The top floor of the Old Post Office. Before Trump took control of the building, the GSA used the top floor for storage; access was via an extremely slow hydraulic elevator which only government employees could use.

The one in South Dakota? Been there. I liked the sign on the door to the control room that said “Delivery in under 30 minutes, guaranteed.” :smiley:

I paddled there in the 80s, but I’ve not swum there. In fact, one of my paddling club’s T-shirts read I’d rather die than swim!

Fun place: I’ve been all over Newfoundland, and one of my favorite places was the Elliston puffin colony. It’s windy and some of trails are narrow; don’t fall off one of the cliffs.

Not so fun place: the Navy’s SERE school in Brunswick, Maine. Thankfully I was an employee visiting from headquarters and not a participant. That would have been even less fun.

Interesting place: Davis-Besse nuclear plant. Back when I visited nuclear powered plants were considered the wave of the future and I remember being impressed with how clean the plant was. Fast-forward to now, and I was kind of surprised to learn that Ohio has decided to subsidize it and the Perry plant to keep them open longer.

I’ve also been on the USS Theodore Roosevelt as a guest for a day trip and toured the USS Iowa shortly beforethe accident.

I’ve been to the very top of the Dome at Johns Hopkins Hospital. It’s where you get to go when you complete your advanced internal medicine clerkship as a student. Or at least it was, back in the early 1980’s.

Lovely view! Rather breezy but sunny the day I was up there.

Me too. And 5 other MIT buildings. It’ll be 6 others when the new high rise in in Kendall Square (the really new one, not the the two are already structurally complete - I’ve been on both of those, too) gets topped off.

Española Island, the uninhabited southernmost island in the Galapagos.

Interesting thread. Thanks Chefguy. I haven’t been to any places upthread, except For these: I’ve been to San Marino, Four Corners, and Èze. And Srebrenik Fortress in Bosnia and Herzegovina, I drove past it but did not go to it.

I’ve been to Tawitawi Island in the Philippines. It’s nearly the southernmost point in the Philippines.

I’ve been through the Hum Border Crossing, in Hum, Bosnia and Herzegovina.

> [Available data]:
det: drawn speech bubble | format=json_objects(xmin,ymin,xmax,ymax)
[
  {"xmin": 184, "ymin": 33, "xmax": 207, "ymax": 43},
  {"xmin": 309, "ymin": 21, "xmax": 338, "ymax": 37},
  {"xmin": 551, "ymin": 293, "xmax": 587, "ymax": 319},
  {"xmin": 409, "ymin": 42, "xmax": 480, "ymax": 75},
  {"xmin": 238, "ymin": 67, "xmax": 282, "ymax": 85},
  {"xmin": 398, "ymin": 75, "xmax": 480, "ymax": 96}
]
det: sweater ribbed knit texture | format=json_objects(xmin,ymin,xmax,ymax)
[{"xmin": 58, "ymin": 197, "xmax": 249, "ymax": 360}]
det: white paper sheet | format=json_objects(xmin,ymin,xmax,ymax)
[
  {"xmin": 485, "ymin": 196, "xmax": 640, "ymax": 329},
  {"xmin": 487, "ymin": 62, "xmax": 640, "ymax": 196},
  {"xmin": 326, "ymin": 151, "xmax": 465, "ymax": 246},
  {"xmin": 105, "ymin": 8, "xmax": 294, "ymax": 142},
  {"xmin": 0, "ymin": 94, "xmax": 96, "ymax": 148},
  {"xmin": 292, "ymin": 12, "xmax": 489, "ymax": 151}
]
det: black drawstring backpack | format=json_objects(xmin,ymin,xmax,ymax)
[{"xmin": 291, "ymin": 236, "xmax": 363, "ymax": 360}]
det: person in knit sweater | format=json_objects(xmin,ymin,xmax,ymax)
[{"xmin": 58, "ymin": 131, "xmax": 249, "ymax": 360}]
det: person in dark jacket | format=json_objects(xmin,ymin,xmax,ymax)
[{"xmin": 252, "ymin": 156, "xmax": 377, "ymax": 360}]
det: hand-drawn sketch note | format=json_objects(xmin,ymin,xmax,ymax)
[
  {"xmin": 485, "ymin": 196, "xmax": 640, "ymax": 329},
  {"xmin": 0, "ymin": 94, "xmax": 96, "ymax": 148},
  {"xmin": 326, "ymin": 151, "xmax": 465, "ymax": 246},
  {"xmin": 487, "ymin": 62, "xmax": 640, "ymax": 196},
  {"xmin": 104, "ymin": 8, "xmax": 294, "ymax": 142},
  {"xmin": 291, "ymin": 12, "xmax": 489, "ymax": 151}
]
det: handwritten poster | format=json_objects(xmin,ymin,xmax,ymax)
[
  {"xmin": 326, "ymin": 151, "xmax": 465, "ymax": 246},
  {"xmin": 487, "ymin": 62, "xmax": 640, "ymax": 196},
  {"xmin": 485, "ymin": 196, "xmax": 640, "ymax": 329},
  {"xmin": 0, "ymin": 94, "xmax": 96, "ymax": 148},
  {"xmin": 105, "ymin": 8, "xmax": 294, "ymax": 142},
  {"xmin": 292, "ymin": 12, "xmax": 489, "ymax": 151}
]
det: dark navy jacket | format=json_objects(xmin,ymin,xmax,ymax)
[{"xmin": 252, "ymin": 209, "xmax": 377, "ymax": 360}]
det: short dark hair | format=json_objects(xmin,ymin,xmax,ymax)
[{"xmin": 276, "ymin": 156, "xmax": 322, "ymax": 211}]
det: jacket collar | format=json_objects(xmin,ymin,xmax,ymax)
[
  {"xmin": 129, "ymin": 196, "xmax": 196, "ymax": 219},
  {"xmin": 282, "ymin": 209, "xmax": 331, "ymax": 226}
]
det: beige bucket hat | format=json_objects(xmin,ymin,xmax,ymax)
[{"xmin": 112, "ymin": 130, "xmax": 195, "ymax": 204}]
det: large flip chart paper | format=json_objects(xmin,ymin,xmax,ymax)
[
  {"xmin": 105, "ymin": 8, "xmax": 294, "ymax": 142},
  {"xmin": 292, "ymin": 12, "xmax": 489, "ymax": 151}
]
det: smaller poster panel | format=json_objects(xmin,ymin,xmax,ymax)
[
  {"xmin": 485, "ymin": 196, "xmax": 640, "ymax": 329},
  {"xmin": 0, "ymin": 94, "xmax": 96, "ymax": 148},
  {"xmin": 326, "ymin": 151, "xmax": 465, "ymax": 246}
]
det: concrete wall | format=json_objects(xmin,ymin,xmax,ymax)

> [Task details]:
According to the excerpted passage, what was one of the writer's favorite places in Newfoundland?

> [Output for this exercise]:
The Elliston puffin colony.